Sift the listing for lines that hold the string "above" and pull them out.

Task material below:

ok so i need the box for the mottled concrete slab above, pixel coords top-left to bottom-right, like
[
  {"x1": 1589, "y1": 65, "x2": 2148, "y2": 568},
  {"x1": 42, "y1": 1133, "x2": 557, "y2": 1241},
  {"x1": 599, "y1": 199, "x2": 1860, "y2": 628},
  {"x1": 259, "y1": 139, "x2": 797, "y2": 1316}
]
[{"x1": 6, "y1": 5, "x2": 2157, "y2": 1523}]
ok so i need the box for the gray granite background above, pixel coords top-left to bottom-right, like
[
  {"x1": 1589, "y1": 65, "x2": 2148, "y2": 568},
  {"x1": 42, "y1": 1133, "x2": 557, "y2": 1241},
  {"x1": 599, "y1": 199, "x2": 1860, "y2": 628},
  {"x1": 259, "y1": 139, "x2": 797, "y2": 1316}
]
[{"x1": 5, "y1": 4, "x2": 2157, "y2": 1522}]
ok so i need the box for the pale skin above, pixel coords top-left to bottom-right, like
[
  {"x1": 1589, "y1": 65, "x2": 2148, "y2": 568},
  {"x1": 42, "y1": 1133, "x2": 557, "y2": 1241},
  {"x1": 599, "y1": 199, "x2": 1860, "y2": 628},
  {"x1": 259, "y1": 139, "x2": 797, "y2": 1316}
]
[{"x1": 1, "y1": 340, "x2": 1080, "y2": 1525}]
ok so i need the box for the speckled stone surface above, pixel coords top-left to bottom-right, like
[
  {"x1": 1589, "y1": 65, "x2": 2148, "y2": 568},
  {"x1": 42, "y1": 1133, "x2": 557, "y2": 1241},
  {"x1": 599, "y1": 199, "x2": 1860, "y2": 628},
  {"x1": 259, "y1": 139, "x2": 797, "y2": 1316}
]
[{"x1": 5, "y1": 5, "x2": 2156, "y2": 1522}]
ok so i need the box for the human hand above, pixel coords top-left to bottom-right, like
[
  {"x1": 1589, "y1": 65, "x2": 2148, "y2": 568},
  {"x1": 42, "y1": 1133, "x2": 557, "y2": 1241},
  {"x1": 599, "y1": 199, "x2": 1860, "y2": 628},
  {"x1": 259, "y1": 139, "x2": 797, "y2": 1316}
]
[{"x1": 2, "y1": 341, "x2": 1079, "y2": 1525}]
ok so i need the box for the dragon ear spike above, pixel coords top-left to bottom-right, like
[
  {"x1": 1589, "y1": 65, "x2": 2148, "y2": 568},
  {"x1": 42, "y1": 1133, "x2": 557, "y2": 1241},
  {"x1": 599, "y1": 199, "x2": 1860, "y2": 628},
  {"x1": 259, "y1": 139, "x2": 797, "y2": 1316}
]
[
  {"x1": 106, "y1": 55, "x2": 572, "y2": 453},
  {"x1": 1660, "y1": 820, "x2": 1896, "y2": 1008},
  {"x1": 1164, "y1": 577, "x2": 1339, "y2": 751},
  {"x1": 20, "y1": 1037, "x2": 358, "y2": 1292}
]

End of Task material.

▶ Result for this task
ok so i need the box for the mottled concrete slab above, pixel coords top-left to bottom-right, like
ok so i need the box for the gray granite background above, pixel coords top-left to bottom-right, like
ok so i need the box for the pale skin above, pixel coords top-left to bottom-right, like
ok so i need the box for the speckled stone surface above, pixel coords top-left to bottom-right, like
ok so i need the box for the human hand above, pixel coords top-left to bottom-right, like
ok so i need the box for the dragon ear spike above, pixel coords top-left to bottom-right, like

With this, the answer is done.